### Task instructions
Give back the lines below verbatim, omitting all pictures.

Phrase grounding data
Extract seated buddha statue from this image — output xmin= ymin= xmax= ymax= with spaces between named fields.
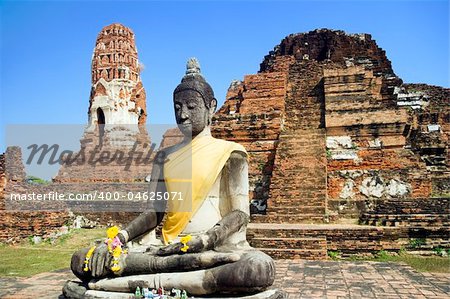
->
xmin=64 ymin=58 xmax=276 ymax=298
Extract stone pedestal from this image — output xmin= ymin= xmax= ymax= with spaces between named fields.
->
xmin=62 ymin=280 xmax=287 ymax=299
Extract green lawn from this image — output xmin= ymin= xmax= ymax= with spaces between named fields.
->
xmin=337 ymin=250 xmax=450 ymax=273
xmin=370 ymin=251 xmax=450 ymax=273
xmin=0 ymin=228 xmax=105 ymax=277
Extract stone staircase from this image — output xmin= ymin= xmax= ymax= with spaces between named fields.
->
xmin=249 ymin=61 xmax=330 ymax=259
xmin=262 ymin=130 xmax=327 ymax=223
xmin=247 ymin=223 xmax=328 ymax=259
xmin=264 ymin=61 xmax=328 ymax=224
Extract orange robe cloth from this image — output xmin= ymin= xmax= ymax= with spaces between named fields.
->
xmin=161 ymin=134 xmax=246 ymax=244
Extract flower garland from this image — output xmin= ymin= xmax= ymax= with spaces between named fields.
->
xmin=105 ymin=225 xmax=127 ymax=273
xmin=83 ymin=245 xmax=96 ymax=272
xmin=180 ymin=235 xmax=192 ymax=253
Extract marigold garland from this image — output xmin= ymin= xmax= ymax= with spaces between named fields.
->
xmin=180 ymin=235 xmax=192 ymax=253
xmin=83 ymin=246 xmax=96 ymax=272
xmin=104 ymin=225 xmax=125 ymax=273
xmin=106 ymin=226 xmax=119 ymax=239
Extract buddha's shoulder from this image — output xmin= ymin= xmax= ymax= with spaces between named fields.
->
xmin=213 ymin=138 xmax=247 ymax=154
xmin=156 ymin=143 xmax=183 ymax=159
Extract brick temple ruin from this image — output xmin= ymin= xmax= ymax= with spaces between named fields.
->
xmin=55 ymin=23 xmax=152 ymax=183
xmin=0 ymin=25 xmax=448 ymax=259
xmin=212 ymin=29 xmax=449 ymax=258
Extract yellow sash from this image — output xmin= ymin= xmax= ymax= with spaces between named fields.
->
xmin=161 ymin=134 xmax=246 ymax=244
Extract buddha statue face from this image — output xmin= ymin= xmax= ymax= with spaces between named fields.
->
xmin=173 ymin=58 xmax=217 ymax=137
xmin=174 ymin=89 xmax=216 ymax=137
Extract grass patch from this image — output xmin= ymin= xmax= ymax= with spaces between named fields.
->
xmin=374 ymin=253 xmax=450 ymax=273
xmin=350 ymin=250 xmax=450 ymax=273
xmin=327 ymin=250 xmax=341 ymax=260
xmin=0 ymin=228 xmax=105 ymax=277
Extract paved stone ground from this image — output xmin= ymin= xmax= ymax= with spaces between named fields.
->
xmin=0 ymin=260 xmax=448 ymax=299
xmin=274 ymin=260 xmax=449 ymax=298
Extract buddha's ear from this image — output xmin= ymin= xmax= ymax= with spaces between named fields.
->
xmin=209 ymin=98 xmax=217 ymax=115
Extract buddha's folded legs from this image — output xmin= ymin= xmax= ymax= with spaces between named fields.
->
xmin=72 ymin=248 xmax=240 ymax=281
xmin=88 ymin=250 xmax=275 ymax=296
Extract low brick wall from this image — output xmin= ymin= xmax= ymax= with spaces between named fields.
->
xmin=247 ymin=223 xmax=408 ymax=259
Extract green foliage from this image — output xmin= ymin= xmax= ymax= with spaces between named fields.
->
xmin=432 ymin=247 xmax=445 ymax=256
xmin=409 ymin=238 xmax=426 ymax=249
xmin=326 ymin=149 xmax=332 ymax=159
xmin=376 ymin=250 xmax=390 ymax=259
xmin=26 ymin=175 xmax=50 ymax=185
xmin=327 ymin=250 xmax=341 ymax=260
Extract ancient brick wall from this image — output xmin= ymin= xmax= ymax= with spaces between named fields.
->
xmin=247 ymin=223 xmax=407 ymax=259
xmin=260 ymin=29 xmax=397 ymax=78
xmin=0 ymin=154 xmax=5 ymax=211
xmin=402 ymin=84 xmax=449 ymax=197
xmin=0 ymin=146 xmax=145 ymax=242
xmin=0 ymin=148 xmax=68 ymax=242
xmin=322 ymin=65 xmax=428 ymax=218
xmin=54 ymin=128 xmax=153 ymax=183
xmin=212 ymin=72 xmax=287 ymax=213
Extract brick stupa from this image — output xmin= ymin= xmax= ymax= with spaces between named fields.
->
xmin=89 ymin=23 xmax=147 ymax=126
xmin=55 ymin=23 xmax=152 ymax=183
xmin=210 ymin=29 xmax=448 ymax=258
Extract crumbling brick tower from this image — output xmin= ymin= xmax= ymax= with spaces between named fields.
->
xmin=55 ymin=23 xmax=152 ymax=183
xmin=214 ymin=29 xmax=406 ymax=221
xmin=89 ymin=23 xmax=147 ymax=127
xmin=213 ymin=29 xmax=449 ymax=258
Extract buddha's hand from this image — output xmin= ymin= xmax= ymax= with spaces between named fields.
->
xmin=89 ymin=244 xmax=112 ymax=278
xmin=156 ymin=235 xmax=210 ymax=256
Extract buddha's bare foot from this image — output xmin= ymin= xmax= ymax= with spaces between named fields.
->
xmin=62 ymin=280 xmax=88 ymax=299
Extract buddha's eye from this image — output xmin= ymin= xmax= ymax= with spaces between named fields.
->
xmin=175 ymin=104 xmax=181 ymax=110
xmin=187 ymin=103 xmax=196 ymax=109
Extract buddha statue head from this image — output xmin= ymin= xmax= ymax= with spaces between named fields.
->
xmin=173 ymin=58 xmax=217 ymax=137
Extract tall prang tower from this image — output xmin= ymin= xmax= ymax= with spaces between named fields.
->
xmin=54 ymin=24 xmax=152 ymax=183
xmin=88 ymin=23 xmax=147 ymax=128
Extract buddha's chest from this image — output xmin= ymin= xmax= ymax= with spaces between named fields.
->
xmin=182 ymin=172 xmax=224 ymax=234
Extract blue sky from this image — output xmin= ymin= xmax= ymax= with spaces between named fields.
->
xmin=1 ymin=0 xmax=449 ymax=152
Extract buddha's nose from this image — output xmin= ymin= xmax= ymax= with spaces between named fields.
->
xmin=180 ymin=108 xmax=189 ymax=121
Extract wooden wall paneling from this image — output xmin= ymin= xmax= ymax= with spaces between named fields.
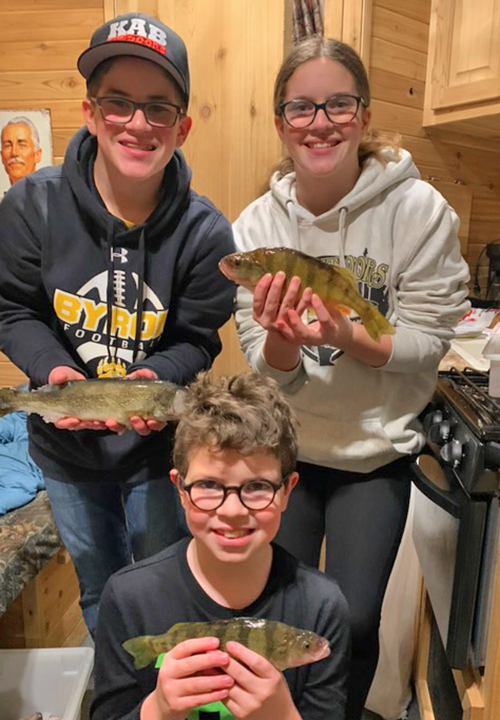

### Reply
Extract seated buddha statue from this image — output xmin= ymin= xmax= ymax= with spaces between named fields.
->
xmin=64 ymin=58 xmax=276 ymax=298
Extract stone pedestal from this image — output xmin= ymin= xmax= ymax= with spaces between named fields.
->
xmin=62 ymin=280 xmax=287 ymax=299
Extract green lawn from this image — output xmin= ymin= xmax= ymax= with spaces between named fields.
->
xmin=337 ymin=250 xmax=450 ymax=273
xmin=370 ymin=251 xmax=450 ymax=273
xmin=0 ymin=228 xmax=105 ymax=277
Extract stone staircase from this image — output xmin= ymin= xmax= ymax= with spaces between named fields.
->
xmin=249 ymin=61 xmax=330 ymax=259
xmin=262 ymin=130 xmax=327 ymax=223
xmin=247 ymin=223 xmax=328 ymax=259
xmin=264 ymin=61 xmax=328 ymax=224
Extract orange robe cloth from this image — output xmin= ymin= xmax= ymax= with spaces between named fields.
->
xmin=161 ymin=134 xmax=246 ymax=244
Extract flower garland from this image — output xmin= ymin= xmax= ymax= with spaces between named fields.
->
xmin=105 ymin=225 xmax=127 ymax=273
xmin=83 ymin=245 xmax=96 ymax=272
xmin=180 ymin=235 xmax=192 ymax=253
Extract marigold garland from this image — output xmin= ymin= xmax= ymax= with spaces between named fields.
->
xmin=180 ymin=235 xmax=192 ymax=253
xmin=83 ymin=246 xmax=96 ymax=272
xmin=104 ymin=225 xmax=125 ymax=273
xmin=106 ymin=226 xmax=119 ymax=239
Extract buddha's shoulder from this image — output xmin= ymin= xmax= ymax= with spaces between named fields.
->
xmin=213 ymin=138 xmax=247 ymax=154
xmin=156 ymin=143 xmax=183 ymax=159
Extract brick temple ruin from this image — output xmin= ymin= xmax= ymax= with spaces between named fields.
->
xmin=55 ymin=23 xmax=152 ymax=183
xmin=0 ymin=25 xmax=448 ymax=259
xmin=212 ymin=29 xmax=449 ymax=258
Extract yellow sash from this image — output xmin= ymin= xmax= ymax= with spaces between named fields.
->
xmin=161 ymin=134 xmax=246 ymax=244
Extract buddha statue face from this image — output xmin= ymin= xmax= ymax= with spaces between named fields.
->
xmin=173 ymin=58 xmax=217 ymax=137
xmin=174 ymin=89 xmax=216 ymax=137
Extract grass patch from this image — output xmin= ymin= xmax= ymax= with spaces between named fields.
->
xmin=374 ymin=253 xmax=450 ymax=273
xmin=350 ymin=250 xmax=450 ymax=273
xmin=327 ymin=250 xmax=341 ymax=260
xmin=0 ymin=228 xmax=105 ymax=277
Extract paved stone ground from this image — output xmin= ymin= xmax= ymax= with spaces between named fields.
->
xmin=0 ymin=260 xmax=448 ymax=299
xmin=274 ymin=260 xmax=449 ymax=298
Extract buddha's ear from this image — output xmin= ymin= xmax= ymax= with spaces between named fields.
->
xmin=209 ymin=98 xmax=217 ymax=115
Extract buddha's folded legs from this image — output xmin= ymin= xmax= ymax= with spaces between named fields.
->
xmin=72 ymin=248 xmax=240 ymax=281
xmin=88 ymin=250 xmax=275 ymax=296
Extract low brick wall from this image — output xmin= ymin= xmax= ymax= with spaces between named fields.
->
xmin=247 ymin=223 xmax=408 ymax=259
Extract green foliage from this image — output xmin= ymin= xmax= ymax= with spaces between named fields.
->
xmin=432 ymin=247 xmax=445 ymax=256
xmin=409 ymin=238 xmax=426 ymax=249
xmin=326 ymin=149 xmax=332 ymax=159
xmin=376 ymin=250 xmax=390 ymax=259
xmin=26 ymin=175 xmax=50 ymax=185
xmin=327 ymin=250 xmax=341 ymax=260
Extract ancient brick wall from this image — output xmin= ymin= xmax= ymax= with spaces between named fields.
->
xmin=247 ymin=223 xmax=407 ymax=259
xmin=260 ymin=29 xmax=397 ymax=78
xmin=0 ymin=154 xmax=5 ymax=211
xmin=402 ymin=84 xmax=449 ymax=197
xmin=0 ymin=146 xmax=145 ymax=242
xmin=0 ymin=148 xmax=68 ymax=242
xmin=322 ymin=65 xmax=428 ymax=218
xmin=54 ymin=128 xmax=153 ymax=183
xmin=212 ymin=72 xmax=287 ymax=213
Extract brick stupa from this image — output xmin= ymin= xmax= ymax= with spaces between named fields.
->
xmin=89 ymin=23 xmax=147 ymax=126
xmin=55 ymin=23 xmax=152 ymax=183
xmin=210 ymin=29 xmax=448 ymax=258
Extract crumbling brick tower from this image — output xmin= ymin= xmax= ymax= with spaces between named fields.
->
xmin=55 ymin=23 xmax=152 ymax=183
xmin=214 ymin=29 xmax=406 ymax=221
xmin=89 ymin=23 xmax=147 ymax=127
xmin=213 ymin=29 xmax=449 ymax=258
Extract buddha's hand from this image — output xmin= ymin= xmax= ymax= with spaces between named fields.
->
xmin=89 ymin=244 xmax=112 ymax=278
xmin=156 ymin=235 xmax=210 ymax=256
Extract buddha's bare foot from this image — output xmin= ymin= xmax= ymax= with spaces between named fields.
->
xmin=62 ymin=280 xmax=88 ymax=299
Extract buddha's eye from this image — output xmin= ymin= xmax= ymax= with spaces between named fields.
->
xmin=175 ymin=104 xmax=181 ymax=110
xmin=187 ymin=103 xmax=196 ymax=109
Extract buddha statue head from this image — output xmin= ymin= xmax= ymax= with spaces between named fields.
->
xmin=173 ymin=58 xmax=217 ymax=137
Extract tall prang tower from this image — output xmin= ymin= xmax= ymax= with spaces between named fields.
->
xmin=54 ymin=24 xmax=152 ymax=183
xmin=88 ymin=23 xmax=147 ymax=128
Extract buddha's chest from this image — output xmin= ymin= xmax= ymax= with spaces between named fields.
->
xmin=182 ymin=172 xmax=224 ymax=234
Extract blue sky from this image — output xmin= ymin= xmax= ymax= with spaces between named fields.
->
xmin=1 ymin=0 xmax=449 ymax=152
Extract buddha's nose from this image — output xmin= ymin= xmax= ymax= with spaces between named fields.
->
xmin=180 ymin=108 xmax=189 ymax=121
Extract wooden wall paneling from this image — output xmin= ymin= xmax= ymax= with spaces between named fields.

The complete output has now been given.